Collect every line in the entries below that contains the word "hydroelectric".

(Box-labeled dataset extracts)

- - - - -

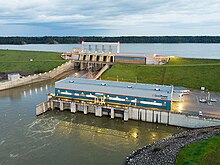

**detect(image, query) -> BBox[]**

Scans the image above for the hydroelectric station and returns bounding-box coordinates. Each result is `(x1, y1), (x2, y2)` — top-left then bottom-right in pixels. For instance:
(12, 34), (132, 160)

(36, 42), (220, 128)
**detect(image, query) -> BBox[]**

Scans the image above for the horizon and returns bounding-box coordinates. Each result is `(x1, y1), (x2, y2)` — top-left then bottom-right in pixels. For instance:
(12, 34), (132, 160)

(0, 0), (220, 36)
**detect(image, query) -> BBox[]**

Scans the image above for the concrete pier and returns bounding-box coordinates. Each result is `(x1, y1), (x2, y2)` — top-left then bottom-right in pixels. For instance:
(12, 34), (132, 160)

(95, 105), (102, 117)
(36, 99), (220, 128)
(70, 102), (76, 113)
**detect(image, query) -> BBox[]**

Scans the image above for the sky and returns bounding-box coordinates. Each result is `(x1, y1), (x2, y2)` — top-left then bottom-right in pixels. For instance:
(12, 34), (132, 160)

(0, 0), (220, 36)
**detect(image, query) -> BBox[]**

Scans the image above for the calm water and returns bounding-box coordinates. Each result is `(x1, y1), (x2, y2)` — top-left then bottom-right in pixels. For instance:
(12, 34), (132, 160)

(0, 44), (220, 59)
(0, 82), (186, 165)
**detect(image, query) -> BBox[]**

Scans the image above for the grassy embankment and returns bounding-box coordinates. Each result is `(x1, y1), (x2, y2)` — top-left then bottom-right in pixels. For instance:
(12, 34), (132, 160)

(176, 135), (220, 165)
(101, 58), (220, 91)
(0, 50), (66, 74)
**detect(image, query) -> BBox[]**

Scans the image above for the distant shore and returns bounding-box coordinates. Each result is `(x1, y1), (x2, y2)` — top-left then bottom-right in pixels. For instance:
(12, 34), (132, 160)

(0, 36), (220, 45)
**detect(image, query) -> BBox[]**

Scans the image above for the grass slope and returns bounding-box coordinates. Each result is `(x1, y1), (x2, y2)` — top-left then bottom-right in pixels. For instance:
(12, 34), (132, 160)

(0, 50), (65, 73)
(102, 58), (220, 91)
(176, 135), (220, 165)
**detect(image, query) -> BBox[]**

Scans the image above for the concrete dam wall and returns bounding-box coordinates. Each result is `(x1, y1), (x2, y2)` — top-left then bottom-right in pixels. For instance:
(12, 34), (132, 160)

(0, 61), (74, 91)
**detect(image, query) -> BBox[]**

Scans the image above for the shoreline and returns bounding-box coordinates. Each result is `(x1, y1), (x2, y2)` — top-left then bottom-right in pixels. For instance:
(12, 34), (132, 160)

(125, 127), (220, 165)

- - - - -

- _Correct result_
Scans the image above for the hydroelectric station and returns bounding-box coordinates. Each result is `(x1, y1), (x2, y2)` — top-left then bottom-right in pixels. For instance:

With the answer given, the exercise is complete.